▸ Pointing dataset excerpts:

◇ ◇ ◇ ◇ ◇

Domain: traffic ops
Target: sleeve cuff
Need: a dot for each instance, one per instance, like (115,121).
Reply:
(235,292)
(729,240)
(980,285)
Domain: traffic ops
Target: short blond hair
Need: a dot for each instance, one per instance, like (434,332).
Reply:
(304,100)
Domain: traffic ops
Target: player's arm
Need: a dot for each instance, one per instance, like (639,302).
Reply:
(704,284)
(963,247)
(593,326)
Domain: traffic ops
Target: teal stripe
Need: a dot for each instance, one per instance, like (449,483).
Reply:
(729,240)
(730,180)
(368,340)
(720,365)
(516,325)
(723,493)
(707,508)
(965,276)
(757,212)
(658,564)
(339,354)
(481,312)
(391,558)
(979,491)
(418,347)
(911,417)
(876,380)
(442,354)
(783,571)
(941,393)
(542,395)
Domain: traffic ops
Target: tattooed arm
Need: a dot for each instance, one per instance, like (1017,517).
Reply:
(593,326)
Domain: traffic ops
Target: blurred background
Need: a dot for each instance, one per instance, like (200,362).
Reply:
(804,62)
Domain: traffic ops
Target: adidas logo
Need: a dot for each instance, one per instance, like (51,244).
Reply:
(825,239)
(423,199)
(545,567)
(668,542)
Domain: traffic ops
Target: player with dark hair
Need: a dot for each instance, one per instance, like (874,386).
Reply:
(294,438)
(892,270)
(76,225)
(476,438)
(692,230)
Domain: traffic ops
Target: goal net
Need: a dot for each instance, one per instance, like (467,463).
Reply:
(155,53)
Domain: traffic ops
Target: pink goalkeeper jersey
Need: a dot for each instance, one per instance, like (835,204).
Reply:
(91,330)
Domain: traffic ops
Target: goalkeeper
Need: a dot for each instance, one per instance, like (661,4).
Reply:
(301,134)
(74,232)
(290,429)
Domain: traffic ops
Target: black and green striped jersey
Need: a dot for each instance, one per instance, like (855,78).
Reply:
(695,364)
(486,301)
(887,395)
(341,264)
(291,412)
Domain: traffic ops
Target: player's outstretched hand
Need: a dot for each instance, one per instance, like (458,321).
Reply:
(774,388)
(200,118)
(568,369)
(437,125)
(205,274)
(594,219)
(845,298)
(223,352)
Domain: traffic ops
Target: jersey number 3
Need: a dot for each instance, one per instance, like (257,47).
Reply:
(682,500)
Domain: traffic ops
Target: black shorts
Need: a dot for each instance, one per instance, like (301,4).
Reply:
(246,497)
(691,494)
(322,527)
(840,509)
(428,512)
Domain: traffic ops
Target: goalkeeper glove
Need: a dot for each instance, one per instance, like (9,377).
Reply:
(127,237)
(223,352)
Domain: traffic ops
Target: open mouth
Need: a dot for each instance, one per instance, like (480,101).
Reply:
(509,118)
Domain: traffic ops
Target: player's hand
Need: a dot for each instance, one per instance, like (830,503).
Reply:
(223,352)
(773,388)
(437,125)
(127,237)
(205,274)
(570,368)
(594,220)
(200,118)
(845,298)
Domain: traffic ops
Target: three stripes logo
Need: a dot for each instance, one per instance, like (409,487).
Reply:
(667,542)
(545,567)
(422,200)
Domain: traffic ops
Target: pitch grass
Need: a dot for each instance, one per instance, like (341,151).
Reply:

◇ ◇ ◇ ◇ ◇

▸ WHAT YOU NEED TO DO: Find every line in the records above that contains the word "hand". Copy each such line.

▸ CORRECT ANSWER:
Target: player's outstretched hand
Target: player's hand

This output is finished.